Text section:
Review criteria. Minor amendments are those that deviate from approved conditions of approval or alter elevations, structures, parking, landscaping, drainage, utilities, or other site improvements in an approved Conditional Use Permit, and that meet all the following criteria (as applicable):
(1)
Complies with all requirements of the existing conditional use.
(2)
Does not conflict with the Comprehensive Plan.
(3)
Does not change the character of the existing conditional use.
(4)
Does not alter the basic relationship of the existing use with adjacent properties.
(5)
Does not change the approved use(s).
(6)
Does not require amendment or abandonment of any easements and/or rights-of-way.
(7)
Does not increase the intensity of the existing conditional use.
(8)
Does not increase the existing conditions of approval in excess of the maximum permitted in the zone district in which the use is located; and
(9)
Does not decrease the requirements of the underlying zone district including open space, screening, etc., and/or other requirements specifically cited in the current conditions of approval.
(10)
Appeal of the Planning Director's decision shall be made to the Planning and Zoning Commission within thirty (30) days of the Director's decision. Appeal may be brought forward by the applicant or by owners of affected properties.
(Prior code 17.03.165; Ord. 15 §2, 2024)
(a)
Definition. Temporaryuse shall, for purposes of this Chapter, mean any outdoor retail and/or wholesale sales use on a short-term basis in one (1) location, including but not limited to: produce stands; prepared food stands; vehicles with kitchen facilities; and excluding temporary promotions or sidewalk sales by permanent businesses on their own property or in the public right-of-way pursuant to a valid encroachment permit. Temporarysalesstructure shall mean a structure for the purpose of storing or displaying goods for sale for a nonpermanent term outside of a preexisting building or structure, including but not limited to produce stands, tents, tables, racks, canopies, carts and trailers and other vehicles.
(b)
Permit required. It shall be unlawful for any person to conduct or establish any temporary sales use or structure within the City until a temporary use permit has been approved by the Planning Director, exempting specific circumstances as described herein. Temporary uses may only be permitted in designated zone districts as described herein upon approval of the Planning Director as provided in these regulations. Temporary use permits shall be valid for one (1) year from the date of issuance and shall be maintained on the approved location.
(c)
Nonfood sales prohibited. All temporary uses selling nonfood items are prohibited in all zone districts except as part of an approved master plan or as excepted below.
(d)
Exceptions. The following temporary uses shall be exempt from obtaining a temporary use permit pursuant to this Chapter.
(1)

Collected material:
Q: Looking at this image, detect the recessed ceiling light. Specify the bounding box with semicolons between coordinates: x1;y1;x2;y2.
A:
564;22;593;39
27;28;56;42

Requests:
- A) Using the zoning code excerpt, explain why a change to parking in an approved Conditional Use Permit can still qualify as a minor amendment.
- B) Extract from the zoning code excerpt, word for word, the passage from "Does not alter" up to and including "of affected properties.".

Solutions by task:
- A) The excerpt defines minor amendments to include changes that alter parking and other site improvements in an approved Conditional Use Permit. Such a change qualifies as long as it meets all applicable review criteria, for example complying with the existing conditional use's requirements and not increasing its intensity.

- B)
Does not alter the basic relationship of the existing use with adjacent properties.
(5)
Does not change the approved use(s).
(6)
Does not require amendment or abandonment of any easements and/or rights-of-way.
(7)
Does not increase the intensity of the existing conditional use.
(8)
Does not increase the existing conditions of approval in excess of the maximum permitted in the zone district in which the use is located; and
(9)
Does not decrease the requirements of the underlying zone district including open space, screening, etc., and/or other requirements specifically cited in the current conditions of approval.
(10)
Appeal of the Planning Director's decision shall be made to the Planning and Zoning Commission within thirty (30) days of the Director's decision. Appeal may be brought forward by the applicant or by owners of affected properties.